- PROBLEM STATEMENT: Each line of the data holding "that" should be found and copied.
--------------------
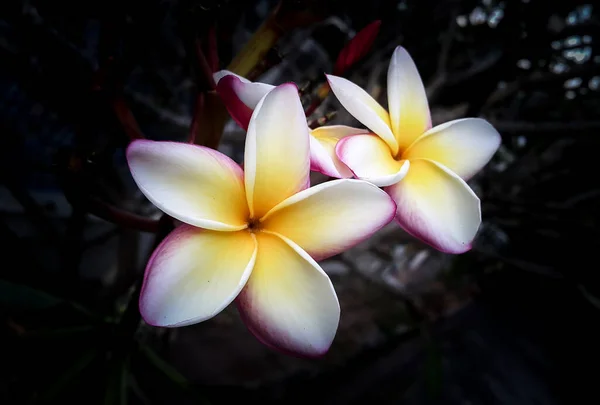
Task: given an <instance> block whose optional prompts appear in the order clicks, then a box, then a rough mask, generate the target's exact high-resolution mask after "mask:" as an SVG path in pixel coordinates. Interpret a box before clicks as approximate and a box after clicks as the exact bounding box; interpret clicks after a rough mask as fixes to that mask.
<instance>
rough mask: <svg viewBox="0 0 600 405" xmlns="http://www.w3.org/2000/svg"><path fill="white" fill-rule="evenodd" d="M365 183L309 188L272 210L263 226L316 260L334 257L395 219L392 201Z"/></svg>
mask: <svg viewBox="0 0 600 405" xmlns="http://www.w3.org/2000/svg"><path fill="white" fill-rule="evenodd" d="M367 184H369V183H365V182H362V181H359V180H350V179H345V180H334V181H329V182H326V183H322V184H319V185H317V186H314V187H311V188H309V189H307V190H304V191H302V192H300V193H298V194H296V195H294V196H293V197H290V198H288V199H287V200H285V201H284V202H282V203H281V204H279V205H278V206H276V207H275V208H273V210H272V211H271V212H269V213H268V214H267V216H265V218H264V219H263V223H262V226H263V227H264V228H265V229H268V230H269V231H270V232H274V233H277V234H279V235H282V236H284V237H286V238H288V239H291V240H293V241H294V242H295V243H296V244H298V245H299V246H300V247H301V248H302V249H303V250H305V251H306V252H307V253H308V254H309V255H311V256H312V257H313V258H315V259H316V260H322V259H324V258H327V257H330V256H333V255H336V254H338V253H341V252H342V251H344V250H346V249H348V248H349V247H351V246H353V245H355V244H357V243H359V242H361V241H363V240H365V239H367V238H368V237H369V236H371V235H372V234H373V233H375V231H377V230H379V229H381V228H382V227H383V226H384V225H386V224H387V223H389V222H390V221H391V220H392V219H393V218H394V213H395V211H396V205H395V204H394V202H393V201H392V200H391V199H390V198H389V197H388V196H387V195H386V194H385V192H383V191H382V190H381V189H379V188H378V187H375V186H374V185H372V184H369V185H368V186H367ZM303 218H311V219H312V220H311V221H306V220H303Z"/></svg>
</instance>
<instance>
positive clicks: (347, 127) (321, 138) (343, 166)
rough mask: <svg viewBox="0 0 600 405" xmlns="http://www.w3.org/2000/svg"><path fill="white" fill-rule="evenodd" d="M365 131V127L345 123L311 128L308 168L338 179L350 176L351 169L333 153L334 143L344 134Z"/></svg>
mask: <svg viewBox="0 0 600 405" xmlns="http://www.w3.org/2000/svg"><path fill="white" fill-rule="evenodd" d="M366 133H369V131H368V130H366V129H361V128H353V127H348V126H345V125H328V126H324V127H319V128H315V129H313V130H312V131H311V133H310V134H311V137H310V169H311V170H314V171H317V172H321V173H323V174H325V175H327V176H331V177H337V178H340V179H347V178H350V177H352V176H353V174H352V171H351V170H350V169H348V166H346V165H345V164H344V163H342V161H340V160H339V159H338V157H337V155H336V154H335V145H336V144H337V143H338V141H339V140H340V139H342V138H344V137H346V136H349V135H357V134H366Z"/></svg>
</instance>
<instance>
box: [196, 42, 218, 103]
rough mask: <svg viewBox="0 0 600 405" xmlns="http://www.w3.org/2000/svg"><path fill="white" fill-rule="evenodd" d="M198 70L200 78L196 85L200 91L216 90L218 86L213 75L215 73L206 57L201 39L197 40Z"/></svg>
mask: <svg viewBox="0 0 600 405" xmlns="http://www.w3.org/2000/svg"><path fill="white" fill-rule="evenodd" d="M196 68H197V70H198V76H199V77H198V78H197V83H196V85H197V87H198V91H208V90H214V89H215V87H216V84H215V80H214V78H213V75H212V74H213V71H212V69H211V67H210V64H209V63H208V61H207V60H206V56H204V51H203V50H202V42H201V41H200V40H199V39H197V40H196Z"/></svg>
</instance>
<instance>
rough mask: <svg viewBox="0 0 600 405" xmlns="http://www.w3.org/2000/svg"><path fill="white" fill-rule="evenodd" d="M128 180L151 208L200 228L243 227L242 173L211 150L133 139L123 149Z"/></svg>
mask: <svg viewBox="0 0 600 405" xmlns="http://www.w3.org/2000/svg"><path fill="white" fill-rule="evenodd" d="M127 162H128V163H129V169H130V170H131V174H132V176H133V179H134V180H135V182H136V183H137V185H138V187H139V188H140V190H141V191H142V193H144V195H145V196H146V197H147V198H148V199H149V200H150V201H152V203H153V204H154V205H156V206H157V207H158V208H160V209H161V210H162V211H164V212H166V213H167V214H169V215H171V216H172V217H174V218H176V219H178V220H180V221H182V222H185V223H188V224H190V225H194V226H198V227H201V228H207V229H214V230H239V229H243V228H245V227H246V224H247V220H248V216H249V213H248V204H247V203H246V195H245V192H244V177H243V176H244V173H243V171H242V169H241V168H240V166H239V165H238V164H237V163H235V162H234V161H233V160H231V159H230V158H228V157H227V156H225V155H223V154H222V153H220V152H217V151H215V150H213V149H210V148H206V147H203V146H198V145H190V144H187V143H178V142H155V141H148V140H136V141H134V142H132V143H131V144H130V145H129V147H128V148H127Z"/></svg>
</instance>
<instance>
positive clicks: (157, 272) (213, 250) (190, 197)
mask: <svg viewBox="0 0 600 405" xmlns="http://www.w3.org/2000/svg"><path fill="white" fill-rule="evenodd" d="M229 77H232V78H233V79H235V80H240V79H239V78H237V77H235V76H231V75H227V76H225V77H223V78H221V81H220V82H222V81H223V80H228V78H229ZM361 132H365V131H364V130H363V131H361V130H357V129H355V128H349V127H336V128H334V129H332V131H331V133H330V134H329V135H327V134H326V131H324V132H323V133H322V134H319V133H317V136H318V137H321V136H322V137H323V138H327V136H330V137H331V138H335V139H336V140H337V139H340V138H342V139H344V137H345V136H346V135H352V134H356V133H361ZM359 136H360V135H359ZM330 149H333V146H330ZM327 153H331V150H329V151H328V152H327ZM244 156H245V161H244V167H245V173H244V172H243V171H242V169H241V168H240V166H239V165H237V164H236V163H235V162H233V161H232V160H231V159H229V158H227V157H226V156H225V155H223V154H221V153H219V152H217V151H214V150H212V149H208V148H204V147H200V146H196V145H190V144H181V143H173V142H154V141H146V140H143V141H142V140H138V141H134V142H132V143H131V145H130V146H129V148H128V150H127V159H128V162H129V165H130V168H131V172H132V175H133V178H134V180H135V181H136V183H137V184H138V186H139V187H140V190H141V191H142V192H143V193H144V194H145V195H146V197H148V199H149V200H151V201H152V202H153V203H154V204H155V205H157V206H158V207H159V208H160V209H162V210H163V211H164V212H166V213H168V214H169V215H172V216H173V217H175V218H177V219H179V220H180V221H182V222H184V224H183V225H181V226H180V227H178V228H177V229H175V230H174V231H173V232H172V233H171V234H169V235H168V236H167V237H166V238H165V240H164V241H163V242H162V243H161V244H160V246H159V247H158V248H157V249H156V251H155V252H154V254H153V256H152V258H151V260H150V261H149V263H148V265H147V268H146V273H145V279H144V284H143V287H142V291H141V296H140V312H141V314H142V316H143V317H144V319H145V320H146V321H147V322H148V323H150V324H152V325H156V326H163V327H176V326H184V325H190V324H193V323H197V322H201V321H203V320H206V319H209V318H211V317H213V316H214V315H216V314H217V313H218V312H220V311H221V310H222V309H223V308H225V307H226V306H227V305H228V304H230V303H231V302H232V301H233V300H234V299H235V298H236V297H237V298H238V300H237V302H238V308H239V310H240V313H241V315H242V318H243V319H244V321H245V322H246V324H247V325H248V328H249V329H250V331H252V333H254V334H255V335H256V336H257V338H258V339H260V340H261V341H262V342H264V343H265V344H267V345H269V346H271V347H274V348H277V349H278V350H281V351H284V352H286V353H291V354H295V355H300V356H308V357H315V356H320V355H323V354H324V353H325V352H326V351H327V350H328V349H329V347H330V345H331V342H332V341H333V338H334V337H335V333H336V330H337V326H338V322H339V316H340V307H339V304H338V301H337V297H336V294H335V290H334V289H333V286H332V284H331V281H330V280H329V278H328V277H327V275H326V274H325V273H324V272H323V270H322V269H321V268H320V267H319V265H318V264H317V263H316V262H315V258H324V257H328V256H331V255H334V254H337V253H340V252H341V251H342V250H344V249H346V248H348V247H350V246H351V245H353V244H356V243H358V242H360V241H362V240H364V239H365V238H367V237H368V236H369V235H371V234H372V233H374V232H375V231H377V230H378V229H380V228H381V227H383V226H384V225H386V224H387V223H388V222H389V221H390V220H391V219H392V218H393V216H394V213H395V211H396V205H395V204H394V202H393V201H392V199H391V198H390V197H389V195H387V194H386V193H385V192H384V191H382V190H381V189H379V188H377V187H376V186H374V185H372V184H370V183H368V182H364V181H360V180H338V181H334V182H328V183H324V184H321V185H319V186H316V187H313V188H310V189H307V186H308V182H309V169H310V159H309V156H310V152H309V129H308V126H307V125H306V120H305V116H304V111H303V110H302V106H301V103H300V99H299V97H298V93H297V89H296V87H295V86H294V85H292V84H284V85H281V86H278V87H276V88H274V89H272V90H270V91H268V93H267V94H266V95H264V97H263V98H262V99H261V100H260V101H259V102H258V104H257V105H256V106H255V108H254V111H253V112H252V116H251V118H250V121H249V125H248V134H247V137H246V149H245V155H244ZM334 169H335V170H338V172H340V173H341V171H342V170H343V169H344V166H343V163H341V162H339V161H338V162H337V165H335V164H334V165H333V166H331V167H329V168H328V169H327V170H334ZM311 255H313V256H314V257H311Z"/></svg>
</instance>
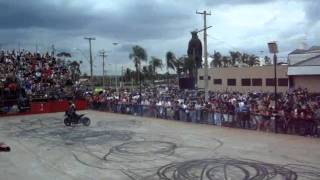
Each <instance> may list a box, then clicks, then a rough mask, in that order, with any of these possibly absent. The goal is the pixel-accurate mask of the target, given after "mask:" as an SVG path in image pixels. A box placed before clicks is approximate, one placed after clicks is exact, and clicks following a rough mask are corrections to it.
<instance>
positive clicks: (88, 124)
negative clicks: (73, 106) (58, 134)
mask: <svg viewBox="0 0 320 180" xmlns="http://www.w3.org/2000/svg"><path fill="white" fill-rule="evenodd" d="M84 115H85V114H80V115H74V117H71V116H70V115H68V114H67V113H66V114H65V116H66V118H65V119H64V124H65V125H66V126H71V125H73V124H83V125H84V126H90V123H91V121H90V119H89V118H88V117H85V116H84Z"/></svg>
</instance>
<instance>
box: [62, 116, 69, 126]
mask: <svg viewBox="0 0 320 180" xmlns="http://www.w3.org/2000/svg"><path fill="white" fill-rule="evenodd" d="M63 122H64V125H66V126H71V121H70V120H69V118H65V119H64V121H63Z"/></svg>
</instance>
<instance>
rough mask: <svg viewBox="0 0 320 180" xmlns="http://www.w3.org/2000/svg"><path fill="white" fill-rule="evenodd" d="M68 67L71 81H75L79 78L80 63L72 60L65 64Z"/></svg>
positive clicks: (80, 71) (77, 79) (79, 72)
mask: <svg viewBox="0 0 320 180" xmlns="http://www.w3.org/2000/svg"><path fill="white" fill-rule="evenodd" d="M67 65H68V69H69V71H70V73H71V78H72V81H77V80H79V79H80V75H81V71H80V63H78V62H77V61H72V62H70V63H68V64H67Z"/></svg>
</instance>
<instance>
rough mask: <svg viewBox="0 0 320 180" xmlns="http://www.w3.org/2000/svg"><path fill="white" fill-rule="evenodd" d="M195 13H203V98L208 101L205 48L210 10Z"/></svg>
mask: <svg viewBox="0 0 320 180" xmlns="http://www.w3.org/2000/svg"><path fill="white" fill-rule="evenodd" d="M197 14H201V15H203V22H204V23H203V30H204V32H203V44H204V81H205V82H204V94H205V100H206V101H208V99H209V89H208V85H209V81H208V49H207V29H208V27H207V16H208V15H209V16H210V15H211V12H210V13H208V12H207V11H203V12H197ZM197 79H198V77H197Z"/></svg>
--------------------
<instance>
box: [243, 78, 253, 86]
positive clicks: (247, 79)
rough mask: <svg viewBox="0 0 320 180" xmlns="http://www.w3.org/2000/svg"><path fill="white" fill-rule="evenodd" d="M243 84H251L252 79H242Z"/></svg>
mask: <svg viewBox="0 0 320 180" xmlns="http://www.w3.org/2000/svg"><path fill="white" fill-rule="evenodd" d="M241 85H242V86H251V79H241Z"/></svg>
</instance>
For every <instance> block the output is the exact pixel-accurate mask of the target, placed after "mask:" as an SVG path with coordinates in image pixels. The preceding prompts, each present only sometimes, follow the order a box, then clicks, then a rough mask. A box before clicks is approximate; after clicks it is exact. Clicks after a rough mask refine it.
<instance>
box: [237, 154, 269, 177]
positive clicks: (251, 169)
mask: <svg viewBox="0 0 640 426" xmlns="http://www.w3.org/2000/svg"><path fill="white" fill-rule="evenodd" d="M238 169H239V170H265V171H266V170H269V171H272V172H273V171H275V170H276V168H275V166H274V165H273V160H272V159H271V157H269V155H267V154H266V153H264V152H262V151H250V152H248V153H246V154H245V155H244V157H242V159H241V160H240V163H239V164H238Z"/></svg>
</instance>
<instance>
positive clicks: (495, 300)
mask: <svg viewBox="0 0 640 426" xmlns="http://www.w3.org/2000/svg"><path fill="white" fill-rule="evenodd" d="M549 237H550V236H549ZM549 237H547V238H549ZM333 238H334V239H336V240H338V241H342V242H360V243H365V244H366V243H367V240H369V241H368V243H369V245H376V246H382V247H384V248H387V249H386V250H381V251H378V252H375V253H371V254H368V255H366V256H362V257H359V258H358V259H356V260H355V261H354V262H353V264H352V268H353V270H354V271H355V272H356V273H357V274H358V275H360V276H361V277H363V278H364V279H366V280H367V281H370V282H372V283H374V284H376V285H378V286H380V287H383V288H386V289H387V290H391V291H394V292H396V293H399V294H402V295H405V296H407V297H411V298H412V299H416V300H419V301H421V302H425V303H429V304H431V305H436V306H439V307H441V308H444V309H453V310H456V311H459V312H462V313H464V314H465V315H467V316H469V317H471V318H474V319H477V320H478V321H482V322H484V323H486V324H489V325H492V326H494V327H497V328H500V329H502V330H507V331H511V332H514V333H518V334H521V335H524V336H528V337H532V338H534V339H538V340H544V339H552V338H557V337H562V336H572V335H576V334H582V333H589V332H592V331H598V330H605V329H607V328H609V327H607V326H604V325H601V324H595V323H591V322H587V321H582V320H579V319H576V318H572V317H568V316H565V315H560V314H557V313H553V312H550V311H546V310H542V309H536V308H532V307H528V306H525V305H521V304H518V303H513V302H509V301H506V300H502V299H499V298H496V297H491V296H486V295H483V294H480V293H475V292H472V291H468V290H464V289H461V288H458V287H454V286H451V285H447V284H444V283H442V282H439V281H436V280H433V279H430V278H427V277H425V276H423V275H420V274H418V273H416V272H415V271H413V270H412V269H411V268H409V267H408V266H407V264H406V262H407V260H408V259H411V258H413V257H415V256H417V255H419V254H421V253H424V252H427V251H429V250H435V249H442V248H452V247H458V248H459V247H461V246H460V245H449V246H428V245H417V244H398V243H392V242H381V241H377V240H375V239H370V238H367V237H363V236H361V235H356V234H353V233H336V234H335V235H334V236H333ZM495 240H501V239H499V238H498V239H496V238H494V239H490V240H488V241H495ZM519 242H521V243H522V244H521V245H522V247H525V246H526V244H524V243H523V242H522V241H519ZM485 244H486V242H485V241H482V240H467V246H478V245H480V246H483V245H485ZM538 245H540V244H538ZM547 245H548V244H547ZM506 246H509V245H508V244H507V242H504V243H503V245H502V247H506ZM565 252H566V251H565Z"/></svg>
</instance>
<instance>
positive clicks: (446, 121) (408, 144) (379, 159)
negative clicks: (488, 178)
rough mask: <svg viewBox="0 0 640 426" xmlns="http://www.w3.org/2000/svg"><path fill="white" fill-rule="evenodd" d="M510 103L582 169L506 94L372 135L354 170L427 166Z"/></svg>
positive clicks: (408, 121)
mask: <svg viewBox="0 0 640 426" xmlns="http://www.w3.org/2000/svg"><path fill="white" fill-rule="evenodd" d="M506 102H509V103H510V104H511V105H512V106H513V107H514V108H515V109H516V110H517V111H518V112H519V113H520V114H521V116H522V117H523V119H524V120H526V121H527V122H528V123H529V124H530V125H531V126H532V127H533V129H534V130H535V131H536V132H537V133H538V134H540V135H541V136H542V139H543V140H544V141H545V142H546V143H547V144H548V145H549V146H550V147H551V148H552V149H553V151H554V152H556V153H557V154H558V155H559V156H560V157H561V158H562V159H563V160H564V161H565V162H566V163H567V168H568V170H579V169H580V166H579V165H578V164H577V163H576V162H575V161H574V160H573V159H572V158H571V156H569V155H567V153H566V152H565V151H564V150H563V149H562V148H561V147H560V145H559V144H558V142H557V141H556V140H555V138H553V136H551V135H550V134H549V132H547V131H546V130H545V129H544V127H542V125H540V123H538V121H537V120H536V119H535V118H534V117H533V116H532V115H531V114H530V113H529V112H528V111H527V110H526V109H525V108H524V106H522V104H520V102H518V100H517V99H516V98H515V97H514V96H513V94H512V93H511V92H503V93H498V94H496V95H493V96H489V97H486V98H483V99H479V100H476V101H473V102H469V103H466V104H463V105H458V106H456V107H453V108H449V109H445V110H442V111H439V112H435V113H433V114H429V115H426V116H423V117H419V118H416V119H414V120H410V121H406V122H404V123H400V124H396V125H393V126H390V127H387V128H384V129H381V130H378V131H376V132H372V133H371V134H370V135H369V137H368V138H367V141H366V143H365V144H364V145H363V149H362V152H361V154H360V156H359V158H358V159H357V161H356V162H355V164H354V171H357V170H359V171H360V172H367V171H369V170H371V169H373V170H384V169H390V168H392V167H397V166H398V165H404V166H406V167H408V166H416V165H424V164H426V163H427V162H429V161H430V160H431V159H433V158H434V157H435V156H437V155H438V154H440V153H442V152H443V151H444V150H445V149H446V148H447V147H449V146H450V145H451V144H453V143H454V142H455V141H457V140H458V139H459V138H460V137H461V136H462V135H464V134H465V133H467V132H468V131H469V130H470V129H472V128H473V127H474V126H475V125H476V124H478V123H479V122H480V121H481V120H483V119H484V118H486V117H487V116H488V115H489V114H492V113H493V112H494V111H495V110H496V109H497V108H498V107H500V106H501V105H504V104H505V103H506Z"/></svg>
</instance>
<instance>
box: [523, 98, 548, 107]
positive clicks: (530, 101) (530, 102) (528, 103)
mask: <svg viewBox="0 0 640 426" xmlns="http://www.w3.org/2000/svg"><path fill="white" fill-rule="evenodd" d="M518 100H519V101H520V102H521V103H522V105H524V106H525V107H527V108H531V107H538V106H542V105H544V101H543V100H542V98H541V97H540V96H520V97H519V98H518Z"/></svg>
--------------------
- SOLUTION TO THIS PROBLEM:
Task: given an <instance> block whose optional prompts appear in the order clicks, then a box, then a rough mask, generate the target's exact high-resolution mask after "mask:" as an SVG path in pixel coordinates. Interpret a box before clicks as approximate and a box after clicks as the exact bounding box; interpret clicks after a rough mask as fixes to that mask.
Each <instance> may list a box, then clicks, then a rough mask, in that order, with any of these possibly absent. The goal is the pixel-accurate mask of the target, given after "mask:" as an SVG path in image pixels. A box placed before clicks is approximate, one placed after clicks is exact, and clicks following a rough mask are corrections to it.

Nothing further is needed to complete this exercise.